Passage shown:
-- begin --

The worker-activists — who have a unique point of leverage because they're the key to making Amazon go — have written a short list of demands based on their knowledge of the business. They're calling for it to move to the use of electric vehicles, starting in communities most hurt by pollution, and transition to zero emissions by 2030. They're demanding that Amazon Web Service, the company's huge cloud computing arm, stop enabling faster oil and gas extraction through custom contracts with fossil fuel companies. And they're calling for the company to pull all campaign funds from climate-denying lobbyists and politicians.
The idea of workers supporting an environmental goal might come as a shock because, for decades, we've seen "jobs" pitted against "the environment" in political debates. But that narrative — auto worker, coal miner, or pipeline construction worker vs. the tree-hugging liberal — only took hold in the 1980s and '90s, largely due to a successful industry effort to make enemies of these groups.
In reality, as labor historian Erick Loomis recently explained at The Washington Post, earlier in the 20th century, timber unions and environmentalists had often been allies. Starting in 1938, the International Woodworkers of America pushed for sustainable forestry practices, arguing that this would allow logging work to continue far into the future. The union's work helped to produce the Wilderness Act of 1964, a key piece of wilderness preservation legislation.

-- end --

Dataset rows:
-- begin --

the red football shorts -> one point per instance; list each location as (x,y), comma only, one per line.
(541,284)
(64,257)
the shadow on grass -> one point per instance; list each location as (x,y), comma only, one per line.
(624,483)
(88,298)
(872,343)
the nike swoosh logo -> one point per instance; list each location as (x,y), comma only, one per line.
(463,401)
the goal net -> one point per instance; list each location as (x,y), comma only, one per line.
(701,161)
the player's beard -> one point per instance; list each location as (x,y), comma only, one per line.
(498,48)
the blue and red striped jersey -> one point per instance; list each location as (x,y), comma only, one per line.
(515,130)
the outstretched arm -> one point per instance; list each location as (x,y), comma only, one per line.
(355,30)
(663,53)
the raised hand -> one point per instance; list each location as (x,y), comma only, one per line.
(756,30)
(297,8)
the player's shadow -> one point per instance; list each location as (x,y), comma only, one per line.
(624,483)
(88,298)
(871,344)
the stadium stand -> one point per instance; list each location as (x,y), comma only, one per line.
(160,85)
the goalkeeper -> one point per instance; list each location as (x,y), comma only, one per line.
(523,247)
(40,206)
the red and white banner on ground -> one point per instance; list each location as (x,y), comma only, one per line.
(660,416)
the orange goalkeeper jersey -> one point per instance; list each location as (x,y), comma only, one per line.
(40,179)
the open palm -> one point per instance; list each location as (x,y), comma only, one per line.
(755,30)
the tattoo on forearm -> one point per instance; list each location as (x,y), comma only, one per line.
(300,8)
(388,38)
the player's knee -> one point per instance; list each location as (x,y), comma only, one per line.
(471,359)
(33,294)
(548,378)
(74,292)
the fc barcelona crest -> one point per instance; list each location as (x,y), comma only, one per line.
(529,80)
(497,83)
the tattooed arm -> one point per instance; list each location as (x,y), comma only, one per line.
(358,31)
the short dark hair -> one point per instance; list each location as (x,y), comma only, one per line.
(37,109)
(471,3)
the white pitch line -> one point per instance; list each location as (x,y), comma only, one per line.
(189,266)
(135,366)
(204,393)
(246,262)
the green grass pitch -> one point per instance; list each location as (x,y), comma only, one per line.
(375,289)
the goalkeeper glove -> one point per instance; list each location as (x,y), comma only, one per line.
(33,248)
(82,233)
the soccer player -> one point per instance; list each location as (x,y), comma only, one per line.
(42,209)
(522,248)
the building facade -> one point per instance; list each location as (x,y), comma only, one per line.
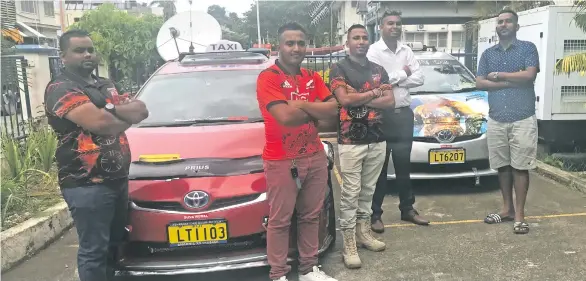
(39,21)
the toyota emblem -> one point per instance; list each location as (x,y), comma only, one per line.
(196,199)
(445,136)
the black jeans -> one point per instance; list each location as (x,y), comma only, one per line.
(399,128)
(100,214)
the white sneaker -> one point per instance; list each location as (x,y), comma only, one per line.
(316,275)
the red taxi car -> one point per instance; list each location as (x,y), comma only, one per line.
(198,199)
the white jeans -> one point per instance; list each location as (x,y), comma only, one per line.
(360,168)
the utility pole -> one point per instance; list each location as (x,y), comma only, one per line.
(258,22)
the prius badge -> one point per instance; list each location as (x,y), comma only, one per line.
(196,199)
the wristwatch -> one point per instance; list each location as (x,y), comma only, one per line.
(110,108)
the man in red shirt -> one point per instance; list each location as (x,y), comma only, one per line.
(292,100)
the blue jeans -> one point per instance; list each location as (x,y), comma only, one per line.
(100,215)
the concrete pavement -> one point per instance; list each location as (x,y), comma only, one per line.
(457,246)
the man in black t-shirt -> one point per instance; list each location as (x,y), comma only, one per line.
(362,88)
(90,117)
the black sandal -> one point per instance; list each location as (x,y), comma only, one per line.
(496,218)
(521,228)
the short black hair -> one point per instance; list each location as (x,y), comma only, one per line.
(355,26)
(509,11)
(64,39)
(390,13)
(290,26)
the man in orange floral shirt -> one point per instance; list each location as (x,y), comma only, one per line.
(362,88)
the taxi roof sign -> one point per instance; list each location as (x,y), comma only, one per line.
(224,46)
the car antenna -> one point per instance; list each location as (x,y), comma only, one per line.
(191,48)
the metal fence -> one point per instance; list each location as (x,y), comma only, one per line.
(15,102)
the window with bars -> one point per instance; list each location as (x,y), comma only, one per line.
(573,99)
(438,39)
(458,40)
(572,47)
(28,6)
(414,37)
(49,8)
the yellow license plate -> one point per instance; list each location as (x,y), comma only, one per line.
(191,233)
(447,156)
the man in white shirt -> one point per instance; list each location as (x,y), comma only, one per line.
(404,73)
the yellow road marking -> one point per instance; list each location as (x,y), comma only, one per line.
(477,221)
(332,140)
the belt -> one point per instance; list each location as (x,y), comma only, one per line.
(400,109)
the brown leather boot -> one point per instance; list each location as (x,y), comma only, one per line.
(414,217)
(377,225)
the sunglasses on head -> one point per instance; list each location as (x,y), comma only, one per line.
(300,43)
(81,50)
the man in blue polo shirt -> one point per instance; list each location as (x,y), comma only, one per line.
(507,71)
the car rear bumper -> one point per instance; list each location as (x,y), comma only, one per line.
(476,165)
(241,259)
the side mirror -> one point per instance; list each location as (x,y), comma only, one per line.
(329,149)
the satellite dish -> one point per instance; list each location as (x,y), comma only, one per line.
(186,30)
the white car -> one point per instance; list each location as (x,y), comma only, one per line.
(450,122)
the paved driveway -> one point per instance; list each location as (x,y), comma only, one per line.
(456,246)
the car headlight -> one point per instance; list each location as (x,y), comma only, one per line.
(329,149)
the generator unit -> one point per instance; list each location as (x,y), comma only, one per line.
(560,99)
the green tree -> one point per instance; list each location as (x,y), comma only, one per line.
(169,8)
(575,63)
(231,24)
(127,43)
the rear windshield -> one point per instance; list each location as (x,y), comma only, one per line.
(444,75)
(201,95)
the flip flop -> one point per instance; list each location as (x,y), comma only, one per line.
(496,218)
(521,228)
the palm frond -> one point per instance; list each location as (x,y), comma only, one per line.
(572,64)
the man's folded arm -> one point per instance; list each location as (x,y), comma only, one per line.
(270,96)
(340,87)
(386,101)
(327,109)
(72,104)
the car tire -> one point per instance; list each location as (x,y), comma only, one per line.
(331,214)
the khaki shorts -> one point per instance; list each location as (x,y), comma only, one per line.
(512,144)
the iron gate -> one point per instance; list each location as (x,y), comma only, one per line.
(15,103)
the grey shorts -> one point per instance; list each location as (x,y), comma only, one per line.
(512,144)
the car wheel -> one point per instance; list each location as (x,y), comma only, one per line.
(331,214)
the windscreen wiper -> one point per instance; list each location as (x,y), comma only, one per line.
(184,123)
(446,92)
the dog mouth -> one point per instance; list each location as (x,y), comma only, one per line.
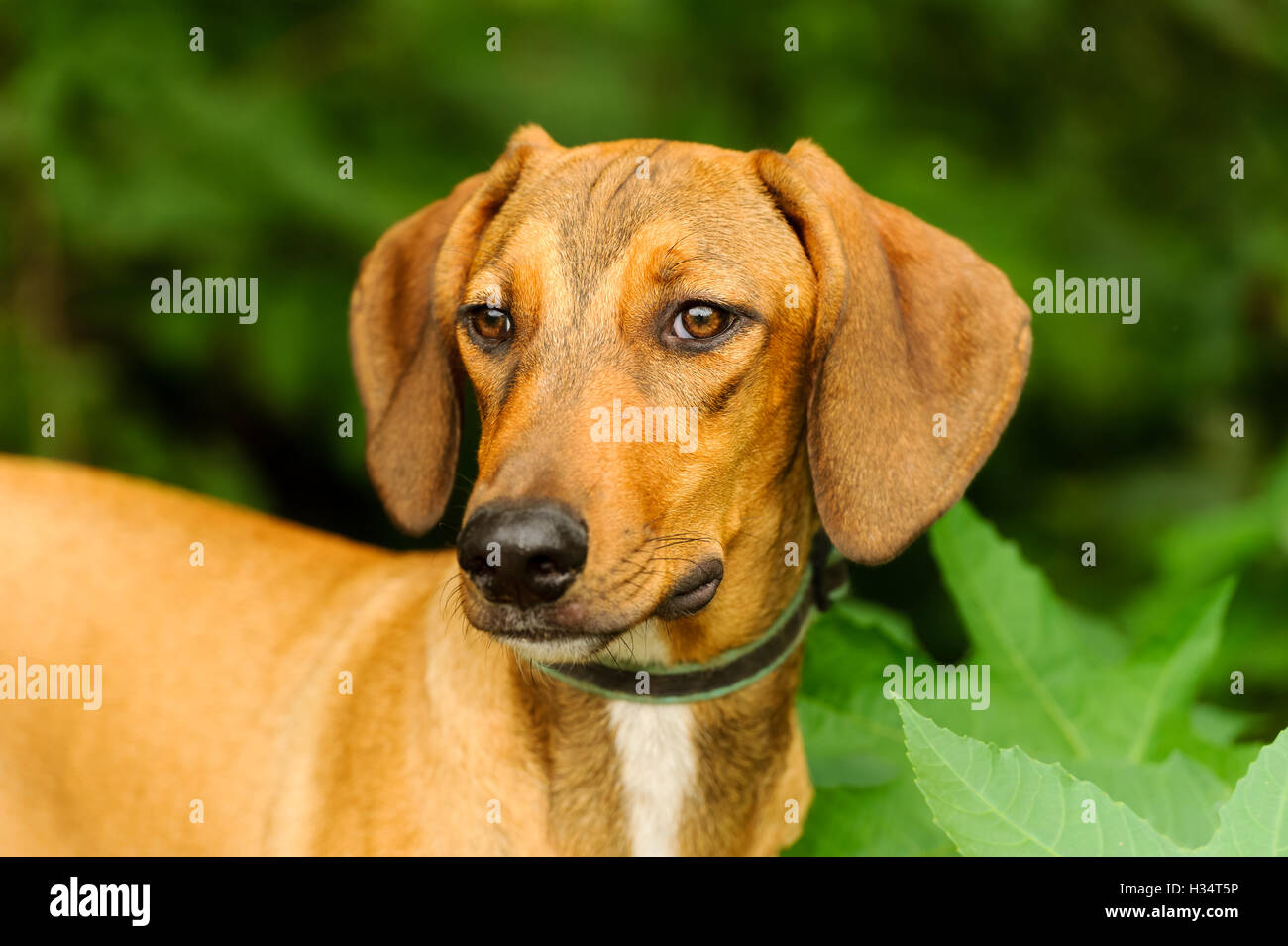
(695,589)
(576,631)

-- end --

Exercise prompt:
Rewrite the worker activism text from "The idea of" to "of these groups.", swapping "coal miner" for "steelworker".

The output:
The idea of workers supporting an environmental goal might come as a shock because, for decades, we've seen "jobs" pitted against "the environment" in political debates. But that narrative — auto worker, steelworker, or pipeline construction worker vs. the tree-hugging liberal — only took hold in the 1980s and '90s, largely due to a successful industry effort to make enemies of these groups.